- [SET PROBLEM A] According to the harvest report, on what date did bud break occur in 2021?
- [SET PROBLEM B] Recast the listing as a Markdown table with the columns "No." and "Line", starting at the line containing "the black umbrella." and continuing through the final line of the listing. Leave out blank lines.

## Begin DOCUMENT PASSAGE

Hello
and Welcome,
This is the Harvest After Action Report (HAAR) from Amalie Robert Estate,
Vintage 2021. Suggested reading time is 1.25 ARB’s (Adult Recreational
Beverages). If you can possibly manage the time, please read this FLOG in one sitting.
All’s well that ends well… Apparently this is not a new concept as William
Shakespeare’s play was published in the 1600’s. Typically, a person
can forget about how unpleasant or difficult something was because everything
worked out fine. Or cognitively, it is just easier to set your sights on the
next objective and forget about it. You will do better next time… Note that
Shakespeare’s play is considered a comedy. Just imagine the literary
masterpieces he could have turned out if he were a farmer!
In hindsight, Vintage 2021 really wasn’t so bad. Years from now we will taste
the wines and all have a good laugh. Some will laugh first, others will laugh
loudest and someone will have the last laugh. We suspect Mother Nature is
laughing right now. You could even consider it a comedy. A tragic comedy, a
comedy of errors, there are several comedic choices available. It was Cluster
Pluck to remember…
Winemaking: The Continuation of
Terroir by Other Means. ®
A
FLOG communication
(Farming bLOG) by Dena & Ernie from Amalie Robert Estate. Oregon Willamette
Valley Pinot Noir and Chardonnay. Have a look and see what we see on Instagram @AmalieRobert Estate.
We are posting on Facebook and LinkedIn. Check us out
if you can. We can use all the likes we can get… Want to learn more about
Amalie Robert? Take the Tour!
Prologue:
Vintage 2021
Each farming year begins with high hopes and great aspirations. Another year of
experience informs us of the newfound perils to be mindful of as we set off on
a new vintage. The first three months of the year are consumed with pruning the
vines. Pruning is an arduous task completed in the wind and rain and occasional
sunny day. Our job is to get the vines ready for their big day – Bud Break. And
this year that occurred at a relatively normal time of April 15th.
It is a heartwarming sight to see these dormant canes spring forth with little
green shoots. Frost is sometimes a threat to the newly emerged shoots and
astute vineyard site selection is the key to avoid this peril. And sometimes
all you need is a bit of old fashioned good luck.

## End DOCUMENT PASSAGE
## Begin DATASET RECORDS

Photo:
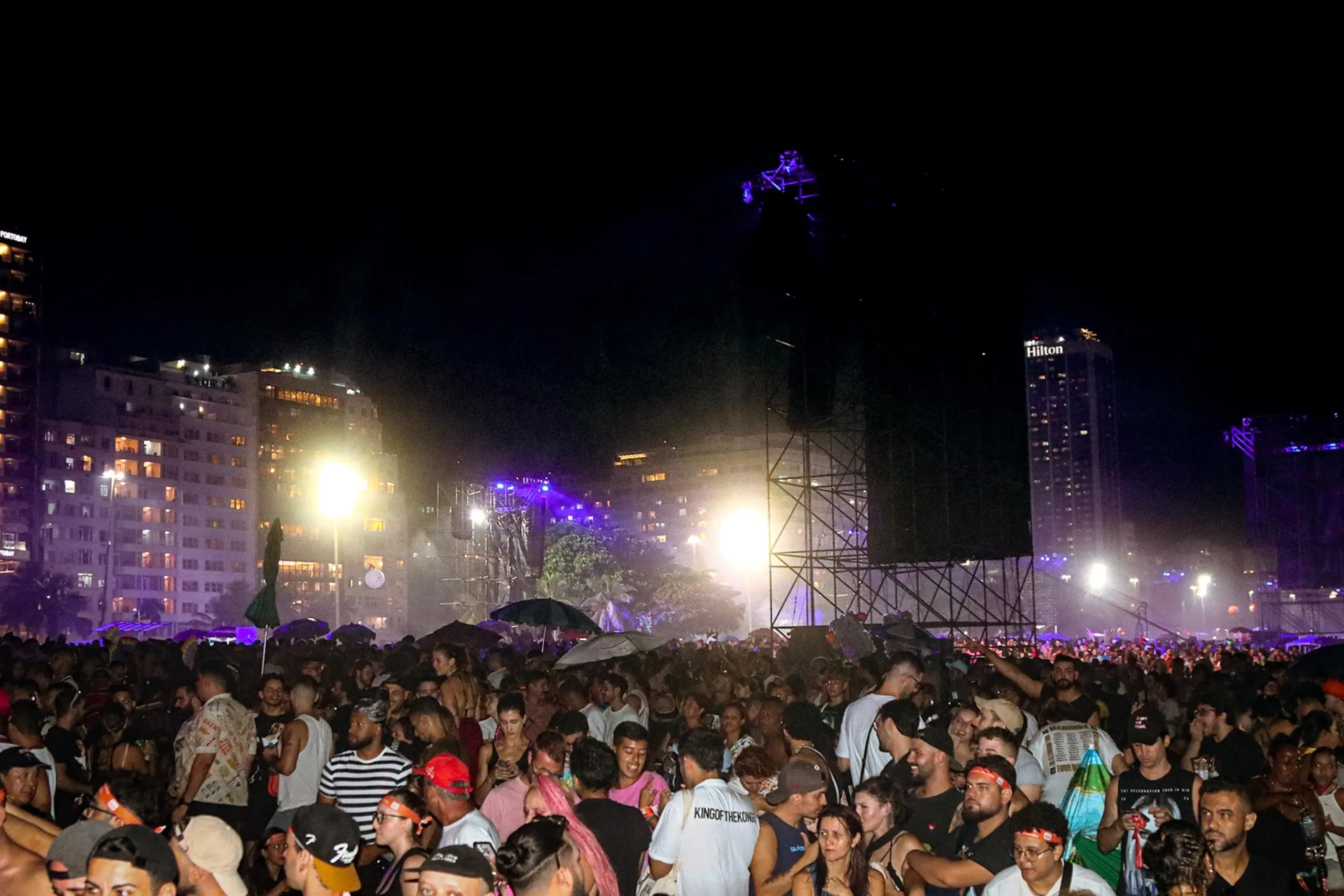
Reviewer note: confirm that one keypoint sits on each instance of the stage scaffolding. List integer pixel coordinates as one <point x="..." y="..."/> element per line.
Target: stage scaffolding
<point x="819" y="522"/>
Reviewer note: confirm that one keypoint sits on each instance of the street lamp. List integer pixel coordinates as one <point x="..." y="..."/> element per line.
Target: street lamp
<point x="745" y="542"/>
<point x="338" y="487"/>
<point x="113" y="477"/>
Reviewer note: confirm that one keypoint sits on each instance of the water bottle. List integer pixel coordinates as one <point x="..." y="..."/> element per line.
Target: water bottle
<point x="1315" y="841"/>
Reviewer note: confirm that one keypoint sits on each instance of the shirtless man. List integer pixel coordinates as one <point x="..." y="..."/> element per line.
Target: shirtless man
<point x="22" y="871"/>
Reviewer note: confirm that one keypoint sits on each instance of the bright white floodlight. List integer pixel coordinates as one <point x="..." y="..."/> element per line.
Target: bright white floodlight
<point x="745" y="541"/>
<point x="338" y="486"/>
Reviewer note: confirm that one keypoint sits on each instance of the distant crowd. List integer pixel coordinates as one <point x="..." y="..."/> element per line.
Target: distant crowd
<point x="990" y="770"/>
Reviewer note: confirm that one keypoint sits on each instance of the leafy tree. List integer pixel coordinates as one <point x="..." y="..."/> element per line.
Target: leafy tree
<point x="227" y="609"/>
<point x="41" y="602"/>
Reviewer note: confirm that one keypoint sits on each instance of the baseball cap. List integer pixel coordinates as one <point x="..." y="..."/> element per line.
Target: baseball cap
<point x="142" y="848"/>
<point x="463" y="861"/>
<point x="332" y="839"/>
<point x="797" y="777"/>
<point x="1147" y="726"/>
<point x="447" y="772"/>
<point x="1007" y="711"/>
<point x="214" y="846"/>
<point x="71" y="848"/>
<point x="15" y="758"/>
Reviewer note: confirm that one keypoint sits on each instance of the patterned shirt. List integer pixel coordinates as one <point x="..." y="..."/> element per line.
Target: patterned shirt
<point x="225" y="729"/>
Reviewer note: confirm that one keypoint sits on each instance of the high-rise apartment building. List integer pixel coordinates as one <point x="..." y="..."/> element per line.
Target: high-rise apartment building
<point x="306" y="421"/>
<point x="20" y="293"/>
<point x="147" y="487"/>
<point x="1074" y="448"/>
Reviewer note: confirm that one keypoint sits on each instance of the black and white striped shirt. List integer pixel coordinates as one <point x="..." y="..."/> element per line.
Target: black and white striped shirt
<point x="359" y="784"/>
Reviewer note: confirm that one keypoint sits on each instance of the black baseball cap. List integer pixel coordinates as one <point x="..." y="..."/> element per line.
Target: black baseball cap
<point x="461" y="861"/>
<point x="15" y="758"/>
<point x="334" y="841"/>
<point x="1147" y="726"/>
<point x="139" y="847"/>
<point x="797" y="777"/>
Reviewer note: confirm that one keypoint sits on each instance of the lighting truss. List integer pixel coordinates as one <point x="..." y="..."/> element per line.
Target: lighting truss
<point x="819" y="525"/>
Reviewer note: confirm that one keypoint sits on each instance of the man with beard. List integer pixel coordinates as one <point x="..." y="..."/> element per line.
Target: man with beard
<point x="934" y="801"/>
<point x="1064" y="687"/>
<point x="1226" y="816"/>
<point x="985" y="844"/>
<point x="356" y="779"/>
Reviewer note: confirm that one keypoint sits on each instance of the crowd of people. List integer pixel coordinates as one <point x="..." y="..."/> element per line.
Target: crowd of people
<point x="160" y="769"/>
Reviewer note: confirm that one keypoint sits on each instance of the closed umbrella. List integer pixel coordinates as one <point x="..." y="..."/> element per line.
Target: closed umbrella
<point x="459" y="632"/>
<point x="609" y="647"/>
<point x="261" y="612"/>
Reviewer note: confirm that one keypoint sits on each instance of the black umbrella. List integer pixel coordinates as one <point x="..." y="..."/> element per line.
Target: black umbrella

## End DATASET RECORDS

- [EXERCISE OUTPUT A] April 15th.

- [EXERCISE OUTPUT B]
| No. | Line |
|---|---|
| 1 | Reviewer note: confirm that one keypoint sits on each instance of the black umbrella. List integer pixel coordinates as one <point x="..." y="..."/> element per line. |
| 2 | Target: black umbrella |